═══ Raw records ═══

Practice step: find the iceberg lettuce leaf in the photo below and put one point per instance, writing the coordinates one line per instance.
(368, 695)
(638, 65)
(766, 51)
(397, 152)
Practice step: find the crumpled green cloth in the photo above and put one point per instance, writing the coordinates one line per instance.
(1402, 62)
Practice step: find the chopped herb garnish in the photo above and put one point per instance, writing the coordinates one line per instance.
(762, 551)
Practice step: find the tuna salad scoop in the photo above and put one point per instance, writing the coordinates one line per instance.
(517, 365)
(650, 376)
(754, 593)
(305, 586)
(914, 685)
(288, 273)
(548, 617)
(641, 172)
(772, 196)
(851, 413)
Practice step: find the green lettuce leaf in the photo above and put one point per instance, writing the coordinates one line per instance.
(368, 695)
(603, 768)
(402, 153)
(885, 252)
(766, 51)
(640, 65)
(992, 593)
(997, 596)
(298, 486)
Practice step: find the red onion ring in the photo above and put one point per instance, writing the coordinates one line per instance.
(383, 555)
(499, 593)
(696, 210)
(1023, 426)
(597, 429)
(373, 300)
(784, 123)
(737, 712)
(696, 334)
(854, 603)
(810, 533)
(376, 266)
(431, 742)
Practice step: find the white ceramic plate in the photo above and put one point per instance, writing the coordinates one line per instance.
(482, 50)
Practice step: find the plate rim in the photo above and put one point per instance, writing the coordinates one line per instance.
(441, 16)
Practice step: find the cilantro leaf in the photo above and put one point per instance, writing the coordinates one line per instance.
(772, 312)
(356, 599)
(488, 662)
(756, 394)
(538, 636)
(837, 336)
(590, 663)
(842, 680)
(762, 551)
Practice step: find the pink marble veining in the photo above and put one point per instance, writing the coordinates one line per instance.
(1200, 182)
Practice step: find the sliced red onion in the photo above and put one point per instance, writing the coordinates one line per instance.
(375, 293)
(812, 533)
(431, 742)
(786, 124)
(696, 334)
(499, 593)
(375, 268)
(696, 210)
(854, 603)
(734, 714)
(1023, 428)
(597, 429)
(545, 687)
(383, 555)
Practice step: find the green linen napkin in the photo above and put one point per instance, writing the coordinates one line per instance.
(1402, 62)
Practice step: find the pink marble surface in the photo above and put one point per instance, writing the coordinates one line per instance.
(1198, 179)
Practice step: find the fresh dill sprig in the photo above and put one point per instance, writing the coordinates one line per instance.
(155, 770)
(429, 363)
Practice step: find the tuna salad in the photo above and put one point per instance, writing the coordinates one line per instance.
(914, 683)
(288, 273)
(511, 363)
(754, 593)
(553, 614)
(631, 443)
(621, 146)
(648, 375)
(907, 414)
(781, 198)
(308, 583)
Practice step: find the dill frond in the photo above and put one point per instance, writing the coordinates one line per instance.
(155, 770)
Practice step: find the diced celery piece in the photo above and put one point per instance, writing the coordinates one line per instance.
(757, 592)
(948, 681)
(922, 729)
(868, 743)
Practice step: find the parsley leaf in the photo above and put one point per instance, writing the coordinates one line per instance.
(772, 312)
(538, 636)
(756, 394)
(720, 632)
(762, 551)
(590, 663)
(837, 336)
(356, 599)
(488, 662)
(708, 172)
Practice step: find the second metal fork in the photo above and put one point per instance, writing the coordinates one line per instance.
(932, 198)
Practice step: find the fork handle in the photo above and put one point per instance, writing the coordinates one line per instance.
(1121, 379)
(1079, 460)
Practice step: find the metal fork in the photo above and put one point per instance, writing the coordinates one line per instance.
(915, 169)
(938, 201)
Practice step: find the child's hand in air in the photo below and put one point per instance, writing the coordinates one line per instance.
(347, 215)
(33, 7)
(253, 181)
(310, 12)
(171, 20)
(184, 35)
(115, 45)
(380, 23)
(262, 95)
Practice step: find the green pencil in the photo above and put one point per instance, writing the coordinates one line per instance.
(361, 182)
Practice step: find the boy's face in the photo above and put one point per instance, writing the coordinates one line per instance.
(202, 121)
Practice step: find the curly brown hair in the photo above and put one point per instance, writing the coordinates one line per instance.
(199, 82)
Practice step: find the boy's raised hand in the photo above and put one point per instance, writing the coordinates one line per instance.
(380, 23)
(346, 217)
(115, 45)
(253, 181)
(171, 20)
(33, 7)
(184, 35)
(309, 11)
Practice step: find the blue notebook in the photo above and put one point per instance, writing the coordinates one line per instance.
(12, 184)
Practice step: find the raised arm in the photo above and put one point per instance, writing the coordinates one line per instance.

═══

» **Exercise description**
Rewrite all of the material above as a numbered list, leaving out any blank lines.

» **Solution to this exercise**
1. Practice step: find the iceberg lettuce leaf in the photo below and put one point per instance, writing the coordinates one line per instance.
2. (368, 695)
3. (638, 65)
4. (766, 51)
5. (397, 152)
6. Practice step: find the crumpled green cloth in the photo above and put one point per instance, writing the coordinates one line per instance.
7. (1402, 62)
8. Practice step: find the chopped herb garnish in the photo above and put one point per instance, writing the coordinates one line per instance.
9. (762, 551)
10. Practice step: find the tuna salad scoop in the photo above and put one point per instance, writing the coordinates one line per instance.
11. (517, 365)
12. (650, 376)
13. (754, 593)
14. (305, 586)
15. (914, 685)
16. (288, 273)
17. (548, 617)
18. (641, 172)
19. (772, 196)
20. (851, 413)
21. Practice step: find the green lettuce leaf in the photo above and put one point per instance, writing the coordinates one line per instance.
22. (368, 695)
23. (603, 768)
24. (402, 153)
25. (885, 252)
26. (766, 51)
27. (640, 65)
28. (992, 593)
29. (997, 596)
30. (298, 486)
31. Practice step: find the red onion ring in the photo above and put one point per instance, writing the coordinates one line per instance.
32. (383, 555)
33. (499, 593)
34. (696, 210)
35. (1023, 426)
36. (597, 429)
37. (373, 300)
38. (784, 123)
39. (737, 712)
40. (696, 334)
41. (854, 603)
42. (810, 533)
43. (376, 266)
44. (431, 742)
45. Practice step: find the white ceramic plate in the photo above and put one point per instance, writing the coordinates one line per instance.
46. (482, 50)
47. Practice step: find the plate rim in the photo above and put one point per instance, writing the coordinates one line per instance.
48. (441, 16)
49. Practice step: find the cilantro leaf in the photo above and put one point per instance, writing the coordinates one line per instance.
50. (772, 312)
51. (356, 599)
52. (488, 662)
53. (756, 394)
54. (538, 636)
55. (837, 336)
56. (590, 663)
57. (842, 680)
58. (762, 551)
59. Practice step: find the pink marble veining in the photo above and put one point per instance, writing the coordinates one line per instance.
60. (1200, 182)
61. Practice step: find the sliced red onion in the photo above and put one point per instance, writing the coordinates one line per instance.
62. (375, 293)
63. (812, 533)
64. (431, 742)
65. (786, 124)
66. (696, 334)
67. (499, 593)
68. (375, 268)
69. (696, 210)
70. (854, 603)
71. (734, 714)
72. (1023, 428)
73. (597, 429)
74. (545, 687)
75. (383, 555)
76. Practice step: find the green linen napkin in the photo above and put one point per instance, writing the coordinates one line per instance.
77. (1402, 62)
78. Practice step: find the pink marble surface in the photo above and put one point per instance, writing the coordinates one line per instance.
79. (1198, 179)
80. Practice step: find the fresh dill sprig in the photo above and put one point per instance, writing the coordinates one line per instance.
81. (155, 770)
82. (429, 363)
83. Practice step: find the tuna salad in the photo above and put one point per instance, writing the coordinates one line per instance.
84. (914, 683)
85. (288, 273)
86. (511, 363)
87. (754, 593)
88. (553, 614)
89. (631, 443)
90. (621, 146)
91. (648, 375)
92. (907, 414)
93. (781, 198)
94. (308, 583)
95. Practice step: find the dill frond in the photo above and put one point per instance, writing the coordinates one line per instance.
96. (155, 770)
97. Practice step: find the diced celery piece in the photo above and put one point per instance, writing the coordinates one line per instance.
98. (757, 592)
99. (948, 681)
100. (922, 729)
101. (868, 743)
102. Practice step: find the parsley leaf in the photo above and put one point per instance, writing the coordinates one line per instance.
103. (772, 312)
104. (538, 636)
105. (756, 394)
106. (720, 632)
107. (762, 551)
108. (590, 663)
109. (837, 336)
110. (356, 599)
111. (488, 662)
112. (708, 172)
113. Practice step: find the second metal fork in the photo above and put one point per instance, writing the coordinates one line per instance.
114. (932, 198)
115. Practice step: find the fork handle in the photo above and put one point per instance, writing the coordinates one line per instance.
116. (1121, 379)
117. (1079, 460)
118. Practice step: find the metal fork in the photo above and put one point per instance, writing the coordinates one line per instance.
119. (915, 169)
120. (938, 201)
121. Practice step: find the child's hand in air in the photo below and put one point per instance, writing the coordinates one line per instance.
122. (347, 215)
123. (33, 7)
124. (253, 181)
125. (310, 12)
126. (171, 20)
127. (184, 35)
128. (115, 45)
129. (380, 23)
130. (262, 95)
131. Practice step: find the green pencil in the photo above and put one point per instance, writing the coordinates one line per instance.
132. (361, 182)
133. Practice step: find the boy's face in the photo above and put one point per instance, writing the coordinates one line per instance.
134. (202, 121)
135. Practice step: find the curly brown hair in the photo above and put one point per instance, writing the coordinates one line per instance.
136. (199, 82)
137. Practice step: find the boy's raised hand in the photo above and put one point per instance, writing the coordinates one line per instance.
138. (380, 23)
139. (346, 217)
140. (115, 45)
141. (253, 181)
142. (171, 20)
143. (33, 7)
144. (184, 35)
145. (309, 11)
146. Practice step: find the blue notebook in the photo above and put one point per instance, writing the coordinates one line per instance.
147. (12, 184)
148. Practice step: find the raised arm in the photo above and put one point per instance, writing the coordinates one line per instance.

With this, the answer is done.